Work instructions:
An exact, complete copy of the entries below is required, minus any pictures.

Given entries:
☆ ☆ ☆ ☆

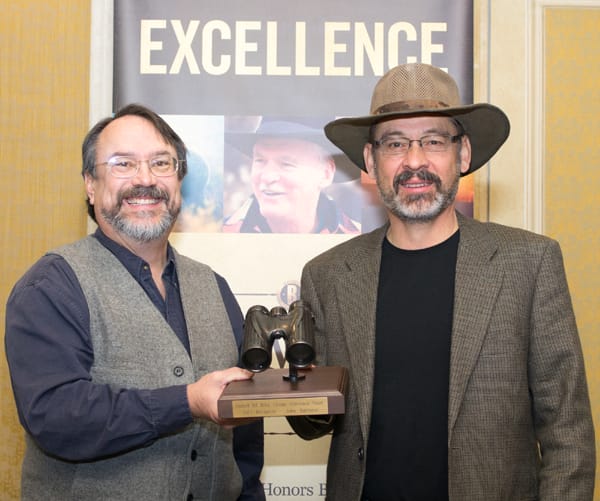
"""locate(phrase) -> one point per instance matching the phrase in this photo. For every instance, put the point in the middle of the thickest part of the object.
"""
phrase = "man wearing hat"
(292, 167)
(467, 380)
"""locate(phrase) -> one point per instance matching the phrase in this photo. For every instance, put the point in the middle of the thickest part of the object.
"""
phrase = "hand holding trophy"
(302, 389)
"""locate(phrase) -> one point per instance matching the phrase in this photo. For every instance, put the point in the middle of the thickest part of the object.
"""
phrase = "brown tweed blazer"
(519, 419)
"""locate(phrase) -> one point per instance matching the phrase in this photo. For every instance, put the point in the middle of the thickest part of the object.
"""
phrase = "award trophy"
(301, 389)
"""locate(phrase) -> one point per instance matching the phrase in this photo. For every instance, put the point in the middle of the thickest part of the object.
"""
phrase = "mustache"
(421, 174)
(143, 192)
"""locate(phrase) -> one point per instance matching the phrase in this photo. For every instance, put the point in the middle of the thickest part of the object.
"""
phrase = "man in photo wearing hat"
(467, 379)
(292, 165)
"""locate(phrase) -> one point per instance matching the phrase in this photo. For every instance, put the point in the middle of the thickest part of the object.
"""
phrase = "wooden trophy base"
(319, 391)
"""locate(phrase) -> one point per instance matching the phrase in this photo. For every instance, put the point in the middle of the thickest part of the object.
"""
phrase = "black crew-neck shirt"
(407, 455)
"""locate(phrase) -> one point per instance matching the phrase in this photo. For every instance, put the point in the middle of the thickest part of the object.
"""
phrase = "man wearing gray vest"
(119, 347)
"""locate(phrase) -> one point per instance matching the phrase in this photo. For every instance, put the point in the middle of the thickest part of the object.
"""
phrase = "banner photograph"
(249, 87)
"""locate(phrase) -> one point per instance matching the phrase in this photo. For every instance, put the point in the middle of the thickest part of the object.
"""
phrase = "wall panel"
(44, 54)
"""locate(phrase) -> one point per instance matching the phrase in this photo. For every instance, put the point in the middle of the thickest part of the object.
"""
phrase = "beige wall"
(572, 169)
(537, 59)
(44, 57)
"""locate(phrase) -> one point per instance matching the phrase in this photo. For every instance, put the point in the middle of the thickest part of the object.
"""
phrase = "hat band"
(417, 104)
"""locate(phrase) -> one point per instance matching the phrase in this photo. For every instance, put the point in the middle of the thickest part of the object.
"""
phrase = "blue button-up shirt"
(50, 354)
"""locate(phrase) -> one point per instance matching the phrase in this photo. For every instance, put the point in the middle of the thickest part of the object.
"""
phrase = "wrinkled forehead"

☆ ☆ ☆ ☆

Expected answer:
"""locate(phrase) -> one point per instance matching the phrase in this photo. For every instance, put the point in the middle of the thickest part of the object.
"""
phrase = "man wearing hat"
(292, 167)
(467, 380)
"""locate(phrase) -> one point per instance matching the phrase in this photo. For every instance, put the point in the middle of the thickest part of the object.
"""
phrase = "hand holding trophy"
(302, 389)
"""locate(phrase) -> one point per instance matching the phrase in this photo. For every instance, put the point in the middle of the thickest part of the object.
"""
phrase = "brown tweed blazer"
(519, 419)
"""locate(phrase) -> one point per instance matching the phrase in this photo. For every instance, put the point in the middle of the thickest part of the object.
"""
phrase = "award trophy"
(301, 389)
"""locate(phrase) -> one point per instance matching the phrase in this photo. For every instance, put the point in the middle of the thickest part of the object.
"""
phrase = "mustache"
(421, 174)
(143, 192)
"""locate(phrase) -> one point per instance matching the phrase in this photo. For every instance, put the point in the middle of the thickest part of the object.
"""
phrase = "man in photo wearing hat"
(467, 379)
(292, 165)
"""locate(phrase) -> one point per instance matching the phrase in this photo. For every instance, put the point in the middle of the thickest part of the object.
"""
phrase = "wooden trophy base"
(319, 391)
"""locate(phrase) -> one point per instance matching the phrase in this photo. For every instance, put the point in the middle of the thickest part of the object.
"""
phrase = "black crew-neck shirt"
(407, 455)
"""locate(phrase) -> one point per instance matching the phrase in this photo. For every instance, put the point in the middle of the thickest part of the object.
"""
phrase = "man wearing gray vest"
(119, 347)
"""locate(phrase) -> one point per instance matching the phrase in this photo. For every instance, put the point in the middle of the thickest part of the object.
"""
phrase = "banner photograph"
(249, 87)
"""locate(phrase) -> one point per instance matching the phrase in this photo. For every instance, put the point in the middle of the thickest part of the object.
"""
phrase = "wall panel"
(44, 54)
"""locate(phrase) -> one point per instance matching the phrase in this photo. For every instance, put the point in the middle of the thickest part of the object.
"""
phrase = "beige wall"
(572, 169)
(537, 59)
(44, 57)
"""locate(phrase) -> one point per instance matching the phrase in this photo. For every instance, put the point in the middle of the thickest part of the object.
"""
phrase = "hat band"
(417, 104)
"""locate(phrase) -> one point per instance matching the phrase in this photo. For every instance, put the point in the middle of the thickest part of the object.
"""
phrase = "blue button-up shirt"
(50, 354)
"""locate(phrase) -> one point per instance matching the phrase in this photo. For every instance, put the point in the middle of the thickest part of the object.
"""
phrase = "wrinkled forehead"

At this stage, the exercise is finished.